**Task:** Print each of the entries below verbatim, with no line added, dropped, or altered.

**Dataset entries:**
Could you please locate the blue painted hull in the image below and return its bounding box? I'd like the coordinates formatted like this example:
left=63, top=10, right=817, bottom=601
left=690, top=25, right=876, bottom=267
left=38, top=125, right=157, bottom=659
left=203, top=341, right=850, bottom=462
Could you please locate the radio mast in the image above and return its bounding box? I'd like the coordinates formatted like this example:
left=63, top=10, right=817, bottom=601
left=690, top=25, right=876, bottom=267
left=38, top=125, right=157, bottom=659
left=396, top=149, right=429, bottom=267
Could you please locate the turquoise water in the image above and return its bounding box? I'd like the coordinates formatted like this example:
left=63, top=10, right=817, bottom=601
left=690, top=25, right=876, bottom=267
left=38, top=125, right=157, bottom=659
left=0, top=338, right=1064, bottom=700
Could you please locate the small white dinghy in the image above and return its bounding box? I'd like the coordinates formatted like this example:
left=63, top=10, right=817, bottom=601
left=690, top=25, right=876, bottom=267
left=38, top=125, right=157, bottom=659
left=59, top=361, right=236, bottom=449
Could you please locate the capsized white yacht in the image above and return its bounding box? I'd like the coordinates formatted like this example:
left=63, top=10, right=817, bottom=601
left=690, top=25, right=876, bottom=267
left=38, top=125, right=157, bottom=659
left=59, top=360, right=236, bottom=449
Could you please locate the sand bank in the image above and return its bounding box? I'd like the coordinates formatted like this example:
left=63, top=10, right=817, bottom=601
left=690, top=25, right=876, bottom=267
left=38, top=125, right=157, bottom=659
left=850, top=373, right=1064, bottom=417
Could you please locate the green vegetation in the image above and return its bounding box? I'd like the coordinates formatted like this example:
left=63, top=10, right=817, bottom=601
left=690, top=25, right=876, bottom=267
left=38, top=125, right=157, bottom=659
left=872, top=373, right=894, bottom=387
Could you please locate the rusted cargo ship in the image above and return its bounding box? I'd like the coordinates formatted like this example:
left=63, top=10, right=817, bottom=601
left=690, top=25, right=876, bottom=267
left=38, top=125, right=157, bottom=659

**Answer to this problem:**
Could you please locate the blue painted hull in the image below and return its bounding box? I'd like the coordinates formatted like this example:
left=63, top=10, right=817, bottom=601
left=690, top=25, right=876, bottom=267
left=38, top=125, right=157, bottom=659
left=203, top=341, right=850, bottom=462
Could you please locate the radio mast in the image above and return its bounding box? I'd like the coordinates formatted like this example:
left=63, top=10, right=817, bottom=601
left=690, top=25, right=876, bottom=267
left=38, top=125, right=157, bottom=659
left=396, top=149, right=429, bottom=267
Could you please locate the turquoise water in the image above and return its bounding box? I'd like the coordinates formatted like this example:
left=63, top=10, right=817, bottom=601
left=690, top=25, right=876, bottom=267
left=38, top=125, right=157, bottom=659
left=0, top=338, right=1064, bottom=700
Could you please locate the small white dinghy in the image above and return its bounding box? I'd like the coordinates formatted like this example:
left=63, top=10, right=817, bottom=601
left=690, top=25, right=876, bottom=267
left=38, top=125, right=157, bottom=659
left=59, top=361, right=236, bottom=449
Could you please locate the capsized white yacht in the image above and return its bounding box? I'd like the coordinates formatted like this example:
left=63, top=10, right=817, bottom=601
left=690, top=25, right=876, bottom=267
left=38, top=125, right=157, bottom=659
left=59, top=360, right=236, bottom=449
Could you please locate the sand bank in the image above and return its bounding box? I'd like the coordinates formatted like this example:
left=63, top=10, right=817, bottom=601
left=690, top=25, right=876, bottom=267
left=38, top=125, right=157, bottom=659
left=850, top=373, right=1064, bottom=417
Could you please locate the green vegetation in the image above and return its bounding box? I'd like the coordinates formatted like this example:
left=63, top=10, right=817, bottom=601
left=690, top=25, right=876, bottom=267
left=38, top=125, right=157, bottom=659
left=872, top=373, right=894, bottom=387
Could you please locate the rusted cargo ship in the image above and return its bounding box? I'd like the coordinates formatted like this example:
left=63, top=10, right=817, bottom=601
left=690, top=25, right=876, bottom=267
left=38, top=125, right=157, bottom=659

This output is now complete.